Records contained in a dataset
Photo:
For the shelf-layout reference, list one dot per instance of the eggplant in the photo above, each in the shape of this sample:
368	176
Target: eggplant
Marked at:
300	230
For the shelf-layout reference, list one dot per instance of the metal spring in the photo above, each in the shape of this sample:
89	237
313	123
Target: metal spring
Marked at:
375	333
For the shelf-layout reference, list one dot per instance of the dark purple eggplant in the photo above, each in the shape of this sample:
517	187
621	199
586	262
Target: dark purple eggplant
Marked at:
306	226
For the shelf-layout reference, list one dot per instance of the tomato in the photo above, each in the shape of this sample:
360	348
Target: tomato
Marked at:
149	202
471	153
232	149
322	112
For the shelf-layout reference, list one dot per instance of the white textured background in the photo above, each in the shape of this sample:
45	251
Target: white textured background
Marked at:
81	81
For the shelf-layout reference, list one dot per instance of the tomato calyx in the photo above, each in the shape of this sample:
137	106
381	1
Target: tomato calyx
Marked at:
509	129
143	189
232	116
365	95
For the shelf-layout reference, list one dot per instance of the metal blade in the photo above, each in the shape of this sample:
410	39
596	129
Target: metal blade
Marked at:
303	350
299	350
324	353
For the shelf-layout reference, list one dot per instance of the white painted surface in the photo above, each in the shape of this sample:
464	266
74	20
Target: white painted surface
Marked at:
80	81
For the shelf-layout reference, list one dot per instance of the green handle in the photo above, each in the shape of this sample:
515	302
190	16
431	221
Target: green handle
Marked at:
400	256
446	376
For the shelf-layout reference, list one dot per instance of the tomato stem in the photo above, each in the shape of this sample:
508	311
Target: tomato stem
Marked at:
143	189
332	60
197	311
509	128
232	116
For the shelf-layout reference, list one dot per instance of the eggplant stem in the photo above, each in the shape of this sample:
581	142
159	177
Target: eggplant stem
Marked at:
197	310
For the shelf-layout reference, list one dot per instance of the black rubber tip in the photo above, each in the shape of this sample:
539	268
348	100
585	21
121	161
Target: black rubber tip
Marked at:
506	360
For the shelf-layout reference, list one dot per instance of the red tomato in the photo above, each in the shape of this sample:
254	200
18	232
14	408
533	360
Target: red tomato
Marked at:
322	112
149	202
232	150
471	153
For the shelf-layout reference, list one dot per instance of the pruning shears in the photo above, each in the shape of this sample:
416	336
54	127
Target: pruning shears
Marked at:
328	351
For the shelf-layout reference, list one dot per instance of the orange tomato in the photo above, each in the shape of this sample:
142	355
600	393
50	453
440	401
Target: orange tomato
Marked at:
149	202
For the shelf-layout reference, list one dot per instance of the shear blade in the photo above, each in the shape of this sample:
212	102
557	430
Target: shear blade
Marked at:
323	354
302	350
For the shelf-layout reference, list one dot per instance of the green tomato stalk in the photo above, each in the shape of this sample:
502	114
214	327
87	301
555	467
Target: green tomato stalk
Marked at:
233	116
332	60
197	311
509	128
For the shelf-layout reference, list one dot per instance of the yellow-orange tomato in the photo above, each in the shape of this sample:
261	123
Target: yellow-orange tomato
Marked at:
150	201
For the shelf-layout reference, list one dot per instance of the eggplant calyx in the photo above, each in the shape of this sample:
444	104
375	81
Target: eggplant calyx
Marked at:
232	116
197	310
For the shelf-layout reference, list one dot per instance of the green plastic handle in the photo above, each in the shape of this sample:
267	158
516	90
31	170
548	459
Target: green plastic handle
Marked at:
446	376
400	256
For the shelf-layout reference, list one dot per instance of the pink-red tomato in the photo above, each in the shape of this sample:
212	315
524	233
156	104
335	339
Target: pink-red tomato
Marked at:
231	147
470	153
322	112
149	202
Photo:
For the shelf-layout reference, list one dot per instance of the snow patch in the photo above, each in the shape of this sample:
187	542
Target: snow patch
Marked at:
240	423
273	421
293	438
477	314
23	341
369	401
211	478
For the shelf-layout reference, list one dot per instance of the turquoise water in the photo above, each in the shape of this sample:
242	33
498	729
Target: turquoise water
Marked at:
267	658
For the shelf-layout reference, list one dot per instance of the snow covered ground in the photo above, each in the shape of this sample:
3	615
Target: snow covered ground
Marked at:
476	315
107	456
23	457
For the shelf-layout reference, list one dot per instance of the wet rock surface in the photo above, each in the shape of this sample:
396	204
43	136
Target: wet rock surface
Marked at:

# WHAT YOU WILL DO:
Starting from the first line above, copy the data through to the last line exactly.

# RESULT OF THIS EXERCISE:
Photo:
For the shelf-layout reference, list one dot per instance of the eggplant in the photo above, each in the shape of this sample:
368	176
Target: eggplant
Marked at:
300	230
For the shelf-layout reference, list one dot per instance of the metal spring in the photo above, each in the shape of this sample:
89	237
313	123
Target: metal spring
Marked at:
375	333
For the shelf-layout reference, list one dot per instance of the dark purple eggplant in the photo above, each in the shape of this sample:
517	187
621	199
586	262
Target: dark purple eggplant
Marked at:
306	226
For the shelf-layout reference, list one dot per instance of the tomato in the photo above, each in the shape of this sample:
360	348
Target: tomato
Marked at:
149	202
471	153
232	149
322	112
For the shelf-layout reference, list one dot per instance of the white textured background in the photo above, each in the shape of this sample:
45	251
Target: white textured background
Marked at:
81	81
For the shelf-layout reference, list one dot per instance of the tomato calyx in the photo above, each in the shape of this sample:
137	106
381	1
Target: tomato calyx
Marked at:
509	129
143	189
232	116
365	95
For the shelf-layout reference, list one dot per instance of the metal blade in the photo above, each in the shape of this sample:
410	39
596	129
Target: metal blade
Marked at:
303	350
299	350
324	353
For the shelf-layout reference, list one dot per instance of the white painted surface in the photo above, each in the shape of this sample:
464	266
74	20
Target: white painted surface
Marked at:
80	81
For the shelf-layout reference, list one dot per instance of the green handle in the photo above, each in the shape of this sample:
515	302
190	16
431	221
Target: green handle
Marked at:
400	256
446	376
For the shelf-layout reference, list one dot per instance of the tomato stem in the photo above, each in the shape of this sample:
508	311
Target: tomato stem
Marked at:
143	189
332	60
197	311
509	128
232	116
For the shelf-layout reference, list one dot per instance of the eggplant stem in the photo above, each in the shape of this sample:
581	142
159	177
Target: eggplant stem
Marked at:
197	310
For the shelf-layout reference, list one dot per instance of the black rubber tip in the photo above, each in the shape of this sample:
539	268
348	100
585	21
121	161
Target: black rubber tip
Marked at:
506	360
For the shelf-layout reference, list one dot per instance of the red tomato in the photo above, each in the shape of this sample:
254	200
18	232
14	408
533	360
Target: red tomato
Marked at:
322	112
149	202
232	150
471	153
For the shelf-layout reference, list one dot per instance of the pruning shears in the photo above, each in the shape of this sample:
416	336
54	127
Target: pruning shears
Marked at:
328	351
For the shelf-layout reference, list one dot per instance of the orange tomato in the photo above, each in the shape of this sample:
142	355
600	393
50	453
440	401
Target: orange tomato
Marked at:
149	202
For the shelf-layout reference, list one dot per instance of the shear blade in the photo above, each in the shape of this sample:
212	102
557	430
Target: shear blade
Marked at:
323	354
302	350
For the shelf-layout reference, list one dot per instance of the green tomato stalk in the photo above, each in the shape of this sample:
502	114
214	327
87	301
555	467
Target: green tomato stalk
Marked at:
233	116
332	60
197	311
509	128
For the shelf-layout reference, list one dot per instance of the yellow-orange tomato in the photo above, each in the shape of this sample:
261	123
Target: yellow-orange tomato
Marked at:
150	201
For the shelf-layout reference, list one dot per instance of the eggplant calyx in the photo above, each in the shape of this sample:
444	104
375	81
Target: eggplant calyx
Marked at:
232	116
197	310
For the shelf-layout reference, list one dot per instance of the green plastic handle in the photo above, each in the shape of this sample:
267	158
516	90
31	170
548	459
Target: green plastic handle
Marked at:
446	376
400	256
For the shelf-layout reference, list one dot per instance of the pink-red tomato in the photo above, each in the shape of this sample:
212	315
524	233
156	104
335	339
Target: pink-red tomato
Marked at:
231	147
470	153
322	112
149	202
Photo:
For the shelf-layout reference, list one dot per instance of the snow patch in the photo above, each in the shape of this sample:
187	542
Target: snow patch
Marked at:
240	423
273	421
293	438
477	314
23	341
369	401
211	478
For the shelf-layout reference, list one dot per instance of the turquoise water in the photo above, each in the shape of this sample:
242	33
498	729
Target: turquoise water
Marked at:
267	658
For the shelf-layout reference, list one dot per instance of the snow covered ground in the photo above, each in the shape of this sample:
3	615
Target: snow covered ground
Marked at:
476	315
107	456
23	457
For the shelf-layout reference, list one dot per instance of the wet rock surface in the photo above, each in the shape of this sample:
396	204
43	136
Target: wet rock surface
Marked at:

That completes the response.